__Work request__.
Can you print every record below exactly as written?

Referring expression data
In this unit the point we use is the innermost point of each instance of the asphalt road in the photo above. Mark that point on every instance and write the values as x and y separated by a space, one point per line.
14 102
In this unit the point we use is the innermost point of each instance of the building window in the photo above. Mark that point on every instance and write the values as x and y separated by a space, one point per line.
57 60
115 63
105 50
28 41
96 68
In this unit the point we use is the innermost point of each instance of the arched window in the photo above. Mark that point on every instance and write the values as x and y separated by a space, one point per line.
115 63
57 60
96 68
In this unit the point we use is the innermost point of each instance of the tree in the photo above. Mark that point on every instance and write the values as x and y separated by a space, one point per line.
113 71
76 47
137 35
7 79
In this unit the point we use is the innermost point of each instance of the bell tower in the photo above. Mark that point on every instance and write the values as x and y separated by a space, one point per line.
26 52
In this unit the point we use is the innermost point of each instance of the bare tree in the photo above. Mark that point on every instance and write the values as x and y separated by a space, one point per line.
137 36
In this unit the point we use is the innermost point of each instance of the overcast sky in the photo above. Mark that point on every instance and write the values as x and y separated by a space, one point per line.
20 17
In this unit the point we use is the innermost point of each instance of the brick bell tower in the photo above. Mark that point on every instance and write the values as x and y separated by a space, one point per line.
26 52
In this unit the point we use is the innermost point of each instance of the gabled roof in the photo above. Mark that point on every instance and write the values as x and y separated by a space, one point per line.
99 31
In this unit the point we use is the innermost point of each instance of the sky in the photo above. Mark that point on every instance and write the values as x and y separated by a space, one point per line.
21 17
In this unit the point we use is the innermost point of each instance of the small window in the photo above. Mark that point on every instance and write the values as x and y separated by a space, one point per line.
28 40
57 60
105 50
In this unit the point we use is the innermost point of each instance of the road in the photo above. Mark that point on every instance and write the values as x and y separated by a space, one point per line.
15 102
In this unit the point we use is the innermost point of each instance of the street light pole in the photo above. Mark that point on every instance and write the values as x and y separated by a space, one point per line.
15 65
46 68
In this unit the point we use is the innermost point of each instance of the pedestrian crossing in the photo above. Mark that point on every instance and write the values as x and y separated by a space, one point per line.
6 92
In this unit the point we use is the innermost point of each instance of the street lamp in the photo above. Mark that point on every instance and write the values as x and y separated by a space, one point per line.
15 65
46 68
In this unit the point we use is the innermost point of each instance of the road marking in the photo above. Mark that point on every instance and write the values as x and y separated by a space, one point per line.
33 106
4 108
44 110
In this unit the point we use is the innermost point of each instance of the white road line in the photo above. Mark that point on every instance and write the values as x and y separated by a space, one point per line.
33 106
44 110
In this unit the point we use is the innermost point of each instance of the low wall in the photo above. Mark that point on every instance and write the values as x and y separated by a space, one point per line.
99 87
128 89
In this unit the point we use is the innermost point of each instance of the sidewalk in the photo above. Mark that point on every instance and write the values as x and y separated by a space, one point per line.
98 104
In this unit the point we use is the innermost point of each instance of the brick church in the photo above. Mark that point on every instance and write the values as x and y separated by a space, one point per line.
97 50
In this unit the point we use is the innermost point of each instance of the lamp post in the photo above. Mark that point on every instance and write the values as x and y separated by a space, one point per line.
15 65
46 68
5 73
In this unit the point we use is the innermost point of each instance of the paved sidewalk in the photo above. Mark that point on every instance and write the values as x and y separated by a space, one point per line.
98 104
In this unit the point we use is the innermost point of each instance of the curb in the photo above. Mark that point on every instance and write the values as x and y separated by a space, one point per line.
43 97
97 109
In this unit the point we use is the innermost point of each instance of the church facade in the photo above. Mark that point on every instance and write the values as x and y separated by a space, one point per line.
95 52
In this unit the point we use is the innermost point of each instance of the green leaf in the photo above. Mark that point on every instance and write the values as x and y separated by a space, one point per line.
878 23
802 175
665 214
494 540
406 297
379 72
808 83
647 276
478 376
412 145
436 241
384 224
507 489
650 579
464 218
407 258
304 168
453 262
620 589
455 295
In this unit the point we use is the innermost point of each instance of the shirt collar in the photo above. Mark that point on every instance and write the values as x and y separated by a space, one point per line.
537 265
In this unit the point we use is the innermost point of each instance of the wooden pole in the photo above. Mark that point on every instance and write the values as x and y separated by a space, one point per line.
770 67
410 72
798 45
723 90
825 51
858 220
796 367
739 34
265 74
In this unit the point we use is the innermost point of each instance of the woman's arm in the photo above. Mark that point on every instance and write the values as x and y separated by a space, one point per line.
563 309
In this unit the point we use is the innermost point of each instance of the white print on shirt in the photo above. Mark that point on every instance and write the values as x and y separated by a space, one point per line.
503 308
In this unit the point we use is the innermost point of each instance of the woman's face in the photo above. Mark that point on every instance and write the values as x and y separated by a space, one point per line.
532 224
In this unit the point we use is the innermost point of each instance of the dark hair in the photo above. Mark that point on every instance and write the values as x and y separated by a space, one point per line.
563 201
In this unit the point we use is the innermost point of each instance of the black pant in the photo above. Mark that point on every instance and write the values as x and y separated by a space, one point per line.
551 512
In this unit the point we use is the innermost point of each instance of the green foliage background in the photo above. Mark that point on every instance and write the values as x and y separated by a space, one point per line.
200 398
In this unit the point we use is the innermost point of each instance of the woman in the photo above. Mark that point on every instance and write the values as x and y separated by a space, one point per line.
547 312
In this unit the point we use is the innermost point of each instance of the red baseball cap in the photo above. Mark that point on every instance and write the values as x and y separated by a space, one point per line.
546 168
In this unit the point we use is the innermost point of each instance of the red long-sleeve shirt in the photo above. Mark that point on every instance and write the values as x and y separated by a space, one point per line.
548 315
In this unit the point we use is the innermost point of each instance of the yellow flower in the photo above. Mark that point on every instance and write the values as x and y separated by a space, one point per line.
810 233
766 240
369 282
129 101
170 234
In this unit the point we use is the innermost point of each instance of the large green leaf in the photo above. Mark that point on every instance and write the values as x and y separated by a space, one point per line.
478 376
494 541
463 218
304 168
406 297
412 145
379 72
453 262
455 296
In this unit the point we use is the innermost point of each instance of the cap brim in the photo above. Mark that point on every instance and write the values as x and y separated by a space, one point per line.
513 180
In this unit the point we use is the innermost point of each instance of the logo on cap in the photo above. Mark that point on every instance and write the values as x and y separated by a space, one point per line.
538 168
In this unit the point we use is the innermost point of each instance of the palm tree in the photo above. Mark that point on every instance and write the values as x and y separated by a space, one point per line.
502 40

__Answer for the task__.
In this unit the point we use is the innermost point of each instance of the asphalt road in the photo above. Mark that point on every instance and write the values as x and y separated by a space, one point per line.
14 102
In this unit the point we use is the innermost point of each instance of the building window in the photo above. Mark that point on every instance and write the values as x and y separated by a space, one point per line.
57 60
115 63
105 50
28 41
96 68
In this unit the point we use is the innermost point of each instance of the arched window in the photo above. Mark that point on every instance and write the values as x and y separated by a space, one point per line.
115 63
57 60
96 68
In this unit the point we use is the innermost point of each instance of the tree in the photo above. Mark that point on every instance and write the values as x and y separated by a space, one point per line.
113 71
76 47
137 35
7 79
In this unit the point we use is the innermost point of each instance of the bell tower in the photo above. Mark that point on every instance and write the values as x and y separated by a space, one point per line.
26 52
In this unit the point we use is the innermost point of each instance of the bare tree in the photo above. Mark that point on every instance and write the values as x and y separated by a space, one point per line.
137 36
In this unit the point we use is the innermost point of each instance of the overcast sky in the photo above. Mark that point on every instance and write the values as x and y separated by a space, one point per line.
20 17
In this unit the point we use is the innermost point of each instance of the brick bell tower in the photo above. Mark that point on every instance and write the values as x and y separated by a space, one point per line.
26 52
In this unit the point we use is the innermost point of each instance of the gabled roof in the photo above. Mark that point on every instance and write the values as x and y separated by a space, one point per line.
99 31
In this unit the point we use is the innermost point of each instance of the sky in the photo above. Mark that point on every instance and write the values as x and y separated by a space, one point per line.
21 17
In this unit the point we use is the innermost point of each instance of the small window in the photo above. Mark that point on every instance and write the values as x and y separated by a space, one point per line.
28 40
57 60
105 50
In this unit the point we use is the innermost point of each instance of the road in the photo above. Mark that point on every instance and write the values as x and y separated by a space, one point per line.
15 102
In this unit the point we use is the innermost point of each instance of the street light pole in the photo above. Mark that point on every instance and write the values as x and y separated by a space, one point per line.
15 65
46 68
In this unit the point we use is the innermost point of each instance of the pedestrian crossing in the photo above. Mark that point on every instance and write the values as x and y separated by a space, one point per line.
6 92
In this unit the point we use is the innermost point of each instance of the street lamp in the photo above. Mark that point on every instance and write the values as x and y separated by a space, one point per line.
15 65
46 68
In this unit the point we use is the innermost point of each instance of the road marking in the photo above. Mark that point on every instance and write the values as x and y separated by a space, one point per line.
33 106
4 108
44 110
In this unit the point we use is the innermost point of each instance of the white road line in the photo above. Mark that point on every instance and write the values as x and y separated by a space, one point per line.
33 106
44 110
In this unit the point we use is the innermost point of each instance of the low wall in the photo above. Mark that point on every instance and write the values as x and y separated by a space, one point per line.
99 87
128 89
In this unit the point we use is the innermost point of each instance of the sidewalk in the photo above. Mark that point on every instance and write the values as x and y separated by a space, one point per line.
98 104
In this unit the point we use is the innermost point of each instance of the brick church in the photo above. Mark that point on every instance and write the values as x and y separated by a space, one point per line.
97 50
In this unit the point we use is the innermost point of each instance of the lamp post in the photo above. Mark that point on every instance and write the values as x and y separated by a space, one point per line.
15 65
46 68
5 73
In this unit the point we use is the innermost point of each instance of the paved sidewalk in the photo above. Mark that point on every instance and write the values as x and y separated by a space, one point per line.
98 104
In this unit the point we use is the innermost point of each instance of the curb in the photo above. Mark that point on every instance and write the values as x and y separated by a space, one point per line.
43 97
97 109
In this unit the point we use is the innermost point of each instance of the church facade in the photo above. Mark that point on every instance and write the values as x and y separated by a space, one point per line.
95 52
In this unit the point we use is the innermost point of each instance of the green leaf in the photo above. Mark that point on every instance and write the values as x and y separated by a space, one point per line.
878 23
802 175
665 214
494 540
406 297
379 72
808 83
647 276
478 376
412 145
436 241
384 224
507 489
650 579
464 218
407 258
304 168
453 262
620 589
455 295
In this unit the point we use is the innermost point of each instance of the shirt collar in the photo above. Mark that point on every instance and write the values as x and y separated by a space, one point per line.
537 265
In this unit the point we use is the innermost point of each instance of the wooden pole in the photo above. Mark that point on every instance and write the values as x and y separated by a space, one point per line.
770 67
410 72
798 45
723 90
825 51
858 220
796 367
739 34
265 74
In this unit the point we use is the innermost point of each instance of the woman's arm in the photo above. Mark that point on every instance and write the values as x and y separated by a space, one point per line.
563 309
In this unit the point we use is the innermost point of each instance of the white print on shirt in the photo above. Mark that point on every instance and write the values as x and y separated by a space, one point per line.
503 308
In this unit the point we use is the innermost point of each instance of the woman's face in the photo above. Mark that point on every instance and write the values as x and y separated by a space, one point per line.
532 224
In this unit the point we use is the innermost point of each instance of the dark hair in the photo above. Mark that point on every instance and write the values as x and y separated by a space, one point per line.
563 201
In this unit the point we use is the innermost point of each instance of the black pant in the photo above. Mark that point on every instance and write the values as x and y separated by a space, one point per line.
551 512
In this unit the point we use is the innermost point of each instance of the green foliage background in the photo above. Mark that point on every instance and write the values as x and y separated by a space, one point per line.
200 398
In this unit the point we use is the innermost point of each instance of the woman in the photo above. Mark that point on every instance and write the values as x and y separated by a space, one point per line.
547 312
In this unit the point we use is the innermost point of each instance of the red baseball cap in the photo above. Mark that point on every instance and write the values as x and y separated by a space, one point per line.
546 168
In this unit the point we use is the innermost point of each instance of the red long-sleeve shirt in the photo above. Mark that point on every instance and write the values as x and y separated by a space, one point per line.
548 315
In this unit the point we use is the innermost point of each instance of the yellow flower in the photo above. Mark that point on every instance and write the values as x and y separated by a space, one point per line.
810 233
766 240
369 282
129 101
170 234
In this unit the point we use is the innermost point of each instance of the large green leaf in the photo above. Mark that point on every instance and write the values as x and y separated by a space, one point per line.
478 376
494 541
463 218
304 168
406 297
412 145
379 72
453 262
455 296
In this unit the point we use is the innermost point of each instance of the cap brim in the photo above. Mark that point on every instance and write the values as x and y separated by a space, one point per line.
513 180
In this unit the point we use is the innermost point of each instance of the logo on cap in the photo above. Mark that point on every instance and write the values as x and y separated by a space, one point per line.
538 168
In this unit the point we use is the innermost point of each instance of the palm tree in the photo above. Mark that point on every instance and write the values as x and y separated by a space, one point per line.
502 40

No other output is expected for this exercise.